> [Excerpted data]:
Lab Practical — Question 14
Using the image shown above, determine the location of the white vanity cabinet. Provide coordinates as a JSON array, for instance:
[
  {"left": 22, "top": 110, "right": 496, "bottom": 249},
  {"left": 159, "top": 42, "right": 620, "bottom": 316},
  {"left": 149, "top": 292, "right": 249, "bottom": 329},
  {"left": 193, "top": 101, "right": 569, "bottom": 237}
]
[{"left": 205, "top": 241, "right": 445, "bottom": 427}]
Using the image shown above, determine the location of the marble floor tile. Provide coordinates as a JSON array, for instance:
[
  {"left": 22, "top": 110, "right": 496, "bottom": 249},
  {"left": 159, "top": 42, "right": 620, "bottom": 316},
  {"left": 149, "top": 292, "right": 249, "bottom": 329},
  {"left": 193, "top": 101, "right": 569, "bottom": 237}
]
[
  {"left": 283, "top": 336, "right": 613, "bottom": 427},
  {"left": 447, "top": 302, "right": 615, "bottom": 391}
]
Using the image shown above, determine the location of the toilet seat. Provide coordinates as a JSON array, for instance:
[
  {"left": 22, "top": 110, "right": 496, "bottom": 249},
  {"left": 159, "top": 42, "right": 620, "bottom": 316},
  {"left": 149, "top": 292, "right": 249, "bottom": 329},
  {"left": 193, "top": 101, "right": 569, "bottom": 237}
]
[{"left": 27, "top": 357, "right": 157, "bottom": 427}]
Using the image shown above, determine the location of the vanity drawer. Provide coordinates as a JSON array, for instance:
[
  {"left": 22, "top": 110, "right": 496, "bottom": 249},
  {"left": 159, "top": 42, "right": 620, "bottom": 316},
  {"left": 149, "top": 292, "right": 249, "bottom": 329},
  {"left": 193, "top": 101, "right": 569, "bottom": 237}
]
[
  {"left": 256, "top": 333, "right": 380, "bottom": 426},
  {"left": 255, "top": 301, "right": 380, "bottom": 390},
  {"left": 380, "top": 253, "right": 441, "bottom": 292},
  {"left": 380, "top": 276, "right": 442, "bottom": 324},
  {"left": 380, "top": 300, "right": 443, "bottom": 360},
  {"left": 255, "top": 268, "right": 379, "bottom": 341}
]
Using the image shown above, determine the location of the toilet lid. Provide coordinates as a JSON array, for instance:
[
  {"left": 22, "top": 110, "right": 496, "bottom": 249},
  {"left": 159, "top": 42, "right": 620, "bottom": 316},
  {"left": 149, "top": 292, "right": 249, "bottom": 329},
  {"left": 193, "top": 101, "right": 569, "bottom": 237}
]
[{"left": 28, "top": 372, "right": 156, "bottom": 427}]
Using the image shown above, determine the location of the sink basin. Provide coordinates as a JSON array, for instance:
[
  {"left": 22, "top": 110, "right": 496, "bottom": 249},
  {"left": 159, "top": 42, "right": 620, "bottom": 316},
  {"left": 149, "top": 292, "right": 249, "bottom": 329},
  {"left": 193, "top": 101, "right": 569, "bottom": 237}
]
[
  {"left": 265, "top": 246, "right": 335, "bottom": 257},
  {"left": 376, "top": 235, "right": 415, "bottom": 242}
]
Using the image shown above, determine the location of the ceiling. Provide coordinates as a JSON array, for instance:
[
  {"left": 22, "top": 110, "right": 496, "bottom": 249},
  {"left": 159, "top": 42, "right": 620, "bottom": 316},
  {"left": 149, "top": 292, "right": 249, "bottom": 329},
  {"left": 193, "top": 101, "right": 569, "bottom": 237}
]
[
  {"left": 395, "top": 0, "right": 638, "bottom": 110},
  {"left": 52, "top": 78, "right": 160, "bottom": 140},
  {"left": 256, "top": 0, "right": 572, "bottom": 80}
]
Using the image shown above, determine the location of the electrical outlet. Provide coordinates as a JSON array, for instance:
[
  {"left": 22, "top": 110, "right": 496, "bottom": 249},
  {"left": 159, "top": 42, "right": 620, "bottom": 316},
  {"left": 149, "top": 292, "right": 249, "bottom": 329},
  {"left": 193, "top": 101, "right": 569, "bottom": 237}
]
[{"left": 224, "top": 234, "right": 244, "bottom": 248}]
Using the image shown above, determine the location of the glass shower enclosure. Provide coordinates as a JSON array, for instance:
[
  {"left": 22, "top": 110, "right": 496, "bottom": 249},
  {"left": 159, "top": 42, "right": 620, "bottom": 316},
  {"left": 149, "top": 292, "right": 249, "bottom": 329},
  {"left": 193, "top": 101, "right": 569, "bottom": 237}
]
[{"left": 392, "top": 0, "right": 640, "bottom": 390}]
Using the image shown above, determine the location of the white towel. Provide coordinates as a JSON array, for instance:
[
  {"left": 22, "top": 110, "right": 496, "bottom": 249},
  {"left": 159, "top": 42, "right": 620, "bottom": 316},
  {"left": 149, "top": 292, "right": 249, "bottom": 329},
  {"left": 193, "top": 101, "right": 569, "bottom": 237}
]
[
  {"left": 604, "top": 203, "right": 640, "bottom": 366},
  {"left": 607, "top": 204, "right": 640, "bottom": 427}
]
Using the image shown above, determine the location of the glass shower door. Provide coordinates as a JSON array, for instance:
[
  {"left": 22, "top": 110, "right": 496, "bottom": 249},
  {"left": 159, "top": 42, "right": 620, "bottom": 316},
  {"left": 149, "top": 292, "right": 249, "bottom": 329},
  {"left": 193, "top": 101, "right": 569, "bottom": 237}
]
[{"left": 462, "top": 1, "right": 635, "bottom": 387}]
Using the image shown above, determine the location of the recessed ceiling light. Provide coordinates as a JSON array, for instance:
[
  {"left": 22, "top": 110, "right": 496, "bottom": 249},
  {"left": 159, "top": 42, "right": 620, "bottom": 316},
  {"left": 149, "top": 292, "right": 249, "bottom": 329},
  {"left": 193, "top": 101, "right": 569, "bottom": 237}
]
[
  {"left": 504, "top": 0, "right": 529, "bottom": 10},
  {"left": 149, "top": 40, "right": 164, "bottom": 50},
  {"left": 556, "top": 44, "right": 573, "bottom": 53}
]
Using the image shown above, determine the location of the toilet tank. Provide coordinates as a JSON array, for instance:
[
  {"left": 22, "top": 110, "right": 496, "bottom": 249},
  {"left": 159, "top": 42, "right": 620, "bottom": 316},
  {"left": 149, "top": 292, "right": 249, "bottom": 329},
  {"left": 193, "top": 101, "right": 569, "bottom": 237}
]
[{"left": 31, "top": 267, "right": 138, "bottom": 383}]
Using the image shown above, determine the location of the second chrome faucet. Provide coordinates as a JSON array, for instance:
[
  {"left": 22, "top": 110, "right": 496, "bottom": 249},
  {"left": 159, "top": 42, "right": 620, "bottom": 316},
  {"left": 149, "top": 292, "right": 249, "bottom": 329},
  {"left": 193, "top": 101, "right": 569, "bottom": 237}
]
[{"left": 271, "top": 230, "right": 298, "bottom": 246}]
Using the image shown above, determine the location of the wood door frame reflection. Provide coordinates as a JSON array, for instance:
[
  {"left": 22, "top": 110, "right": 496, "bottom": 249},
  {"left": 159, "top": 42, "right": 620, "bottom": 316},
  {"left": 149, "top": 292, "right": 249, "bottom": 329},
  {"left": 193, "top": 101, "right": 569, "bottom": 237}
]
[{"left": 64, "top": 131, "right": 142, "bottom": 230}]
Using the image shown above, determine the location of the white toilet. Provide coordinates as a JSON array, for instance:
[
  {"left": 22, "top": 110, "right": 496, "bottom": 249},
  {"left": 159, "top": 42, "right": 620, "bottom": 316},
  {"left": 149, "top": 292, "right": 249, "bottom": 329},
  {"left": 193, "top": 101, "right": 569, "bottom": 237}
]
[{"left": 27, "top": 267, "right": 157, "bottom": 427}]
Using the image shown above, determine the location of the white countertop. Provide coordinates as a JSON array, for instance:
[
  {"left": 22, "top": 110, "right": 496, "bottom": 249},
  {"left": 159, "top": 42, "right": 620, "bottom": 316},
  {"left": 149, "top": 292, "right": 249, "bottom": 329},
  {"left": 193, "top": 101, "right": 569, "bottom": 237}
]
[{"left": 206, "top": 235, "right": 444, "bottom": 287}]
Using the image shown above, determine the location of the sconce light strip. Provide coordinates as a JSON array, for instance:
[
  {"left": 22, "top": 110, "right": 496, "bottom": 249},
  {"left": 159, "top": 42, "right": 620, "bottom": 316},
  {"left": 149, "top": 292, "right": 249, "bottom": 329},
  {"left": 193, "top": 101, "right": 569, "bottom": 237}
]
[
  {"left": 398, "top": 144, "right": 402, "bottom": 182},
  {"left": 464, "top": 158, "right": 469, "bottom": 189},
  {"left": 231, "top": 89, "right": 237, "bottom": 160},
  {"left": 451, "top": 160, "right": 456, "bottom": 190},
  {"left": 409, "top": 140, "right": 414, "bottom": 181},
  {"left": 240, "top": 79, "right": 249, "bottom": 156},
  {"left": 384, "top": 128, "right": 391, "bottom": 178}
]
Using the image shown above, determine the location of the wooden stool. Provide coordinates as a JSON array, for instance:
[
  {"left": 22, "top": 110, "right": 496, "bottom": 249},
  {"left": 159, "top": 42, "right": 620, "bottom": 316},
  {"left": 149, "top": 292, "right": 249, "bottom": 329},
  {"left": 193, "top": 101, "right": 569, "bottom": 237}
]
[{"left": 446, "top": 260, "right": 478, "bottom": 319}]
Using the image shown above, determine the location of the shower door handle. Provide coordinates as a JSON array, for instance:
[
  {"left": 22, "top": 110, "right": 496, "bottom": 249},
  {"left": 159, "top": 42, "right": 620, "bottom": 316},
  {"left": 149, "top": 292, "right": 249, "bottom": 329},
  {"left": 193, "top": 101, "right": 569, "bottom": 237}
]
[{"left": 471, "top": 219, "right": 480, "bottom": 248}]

> [Short exercise]: Copy each line exactly, from the line containing "of the sconce" down to the last line of the material, and no other lines.

> [Exercise answer]:
Using the image shown above, determine the location of the sconce light strip. Provide coordinates as a JSON array, for instance:
[
  {"left": 22, "top": 110, "right": 496, "bottom": 249},
  {"left": 159, "top": 42, "right": 620, "bottom": 316},
  {"left": 149, "top": 292, "right": 249, "bottom": 329},
  {"left": 193, "top": 101, "right": 569, "bottom": 237}
]
[
  {"left": 398, "top": 144, "right": 402, "bottom": 182},
  {"left": 464, "top": 158, "right": 469, "bottom": 189},
  {"left": 231, "top": 89, "right": 237, "bottom": 160},
  {"left": 451, "top": 160, "right": 456, "bottom": 190},
  {"left": 409, "top": 140, "right": 414, "bottom": 181},
  {"left": 240, "top": 79, "right": 249, "bottom": 156},
  {"left": 384, "top": 128, "right": 391, "bottom": 178}
]
Using the image shown above, determine the location of the wooden stool. Provide coordinates as a JSON array, for instance:
[
  {"left": 22, "top": 110, "right": 496, "bottom": 249},
  {"left": 159, "top": 42, "right": 620, "bottom": 316},
  {"left": 149, "top": 292, "right": 249, "bottom": 329},
  {"left": 193, "top": 101, "right": 569, "bottom": 237}
]
[{"left": 446, "top": 260, "right": 478, "bottom": 319}]
Using the image shown above, determine the location of the shower door handle. Provide coordinates as a JSON array, for instance:
[
  {"left": 22, "top": 110, "right": 496, "bottom": 249},
  {"left": 159, "top": 42, "right": 620, "bottom": 316},
  {"left": 149, "top": 292, "right": 249, "bottom": 329},
  {"left": 193, "top": 101, "right": 569, "bottom": 237}
]
[{"left": 471, "top": 219, "right": 480, "bottom": 248}]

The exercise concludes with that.